→ Requirement
Reproduce the full text below on cosmetic dental redo and rescue cases, word for word.

→ Document segment
What is a “redo” or a “rescue” cosmetic case?

A cosmetic “redo” case typically requires us to address subjective objections (color, contour and position) the patient has with their existing smile. A much more complicated redo category is what we call a cosmetic “rescue” case. Rescue cases are significantly compromised and/or complicated situations that impact a patient’s smile and are exponentially more difficult than the originally planned treatment. 

What is the most common redo or rescue cosmetic case you perform at your practice?

The most common “redo” or revision we perform involves removal and redesign of porcelain restorations, implants and/or composite bonding. Many patients share with us that their primary focus revolved around the fee and they didn’t realize that every office didn’t provide the same results. The focus quickly becomes all about the result once they see a smile they do not like featured front and center on their face. The most common “rescue” cases we see involve multiple dental implants placed without any planning related to the final smile design.

Are “redo” and “rescue” cases more difficult to perform than the first-time original surgery?

Yes, these cases are more difficult than the original treatment. When we have the opportunity to be involved with a patient’s original treatment, we can properly outline existing challenges and issues, plan for their management, and design the end result that works with these considerations in mind. This also allows us the opportunity to foresee potential complications and have contingency plans in place, should they occur. Redo cases introduce an additional level of complexity and often present issues that require us to engineer our way around them. Rescue cases present very serious complications. Patients usually are not happy about their results but the underlying reasons why it is not satisfactory are more complicated.

Is a “redo” or “rescue” surgery always caused by a bad doctor, a bad surgery or can it be from other factors?

For cosmetic “redo” cases we find that it usually is not a bad doctor. The procedure performed may be compromised in some manner but, usually, the problem revolves around unmet aesthetic expectations. We find complex cosmetic “rescue” cases usually involve dental implants that were placed without any pre-planning of the final restoration. There are a variety of problems with this approach—but the most significant issue is simply the poor aesthetic outcomes. Without proper planning, the restorative doctor is forced to use correction parts and laboratory artistic magic. Sadly, this usually does not meet the patient’s expectations. The good news is the advent of digital planning, 3D imaging and computer manufacturing is making it safer, and easier, so the planned end results can be predictable and stress-free.

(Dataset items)
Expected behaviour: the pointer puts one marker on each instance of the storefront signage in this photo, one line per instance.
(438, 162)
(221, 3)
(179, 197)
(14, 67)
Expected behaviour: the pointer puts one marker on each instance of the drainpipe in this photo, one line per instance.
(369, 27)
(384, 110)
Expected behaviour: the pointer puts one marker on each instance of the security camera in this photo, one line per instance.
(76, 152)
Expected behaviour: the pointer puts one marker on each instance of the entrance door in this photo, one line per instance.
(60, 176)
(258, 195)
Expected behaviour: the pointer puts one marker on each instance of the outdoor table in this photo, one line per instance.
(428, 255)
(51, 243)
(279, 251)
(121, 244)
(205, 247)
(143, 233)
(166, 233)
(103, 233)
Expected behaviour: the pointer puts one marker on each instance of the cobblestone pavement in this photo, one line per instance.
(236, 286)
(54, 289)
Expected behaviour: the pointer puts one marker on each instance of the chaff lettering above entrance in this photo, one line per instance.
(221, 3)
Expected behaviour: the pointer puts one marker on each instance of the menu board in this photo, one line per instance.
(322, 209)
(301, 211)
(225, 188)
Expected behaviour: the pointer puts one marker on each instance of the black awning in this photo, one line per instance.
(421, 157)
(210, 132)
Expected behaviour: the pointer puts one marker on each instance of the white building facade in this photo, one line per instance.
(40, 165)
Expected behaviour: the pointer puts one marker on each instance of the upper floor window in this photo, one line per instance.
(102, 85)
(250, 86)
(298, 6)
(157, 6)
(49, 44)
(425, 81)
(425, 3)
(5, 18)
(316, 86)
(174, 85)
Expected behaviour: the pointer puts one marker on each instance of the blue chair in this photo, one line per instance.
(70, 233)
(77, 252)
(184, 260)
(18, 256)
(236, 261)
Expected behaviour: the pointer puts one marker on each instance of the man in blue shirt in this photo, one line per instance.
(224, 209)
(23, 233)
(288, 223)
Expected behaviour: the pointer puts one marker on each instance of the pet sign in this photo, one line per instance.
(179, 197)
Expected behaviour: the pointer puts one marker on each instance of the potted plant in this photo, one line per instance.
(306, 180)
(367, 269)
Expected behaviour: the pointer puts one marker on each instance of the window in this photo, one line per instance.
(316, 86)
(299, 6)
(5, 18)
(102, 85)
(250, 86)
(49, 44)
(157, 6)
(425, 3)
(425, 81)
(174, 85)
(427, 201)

→ Written response
What is a “redo” or a “rescue” cosmetic case?

A cosmetic “redo” case typically requires us to address subjective objections (color, contour and position) the patient has with their existing smile. A much more complicated redo category is what we call a cosmetic “rescue” case. Rescue cases are significantly compromised and/or complicated situations that impact a patient’s smile and are exponentially more difficult than the originally planned treatment. 

What is the most common redo or rescue cosmetic case you perform at your practice?

The most common “redo” or revision we perform involves removal and redesign of porcelain restorations, implants and/or composite bonding. Many patients share with us that their primary focus revolved around the fee and they didn’t realize that every office didn’t provide the same results. The focus quickly becomes all about the result once they see a smile they do not like featured front and center on their face. The most common “rescue” cases we see involve multiple dental implants placed without any planning related to the final smile design.

Are “redo” and “rescue” cases more difficult to perform than the first-time original surgery?

Yes, these cases are more difficult than the original treatment. When we have the opportunity to be involved with a patient’s original treatment, we can properly outline existing challenges and issues, plan for their management, and design the end result that works with these considerations in mind. This also allows us the opportunity to foresee potential complications and have contingency plans in place, should they occur. Redo cases introduce an additional level of complexity and often present issues that require us to engineer our way around them. Rescue cases present very serious complications. Patients usually are not happy about their results but the underlying reasons why it is not satisfactory are more complicated.

Is a “redo” or “rescue” surgery always caused by a bad doctor, a bad surgery or can it be from other factors?

For cosmetic “redo” cases we find that it usually is not a bad doctor. The procedure performed may be compromised in some manner but, usually, the problem revolves around unmet aesthetic expectations. We find complex cosmetic “rescue” cases usually involve dental implants that were placed without any pre-planning of the final restoration. There are a variety of problems with this approach—but the most significant issue is simply the poor aesthetic outcomes. Without proper planning, the restorative doctor is forced to use correction parts and laboratory artistic magic. Sadly, this usually does not meet the patient’s expectations. The good news is the advent of digital planning, 3D imaging and computer manufacturing is making it safer, and easier, so the planned end results can be predictable and stress-free.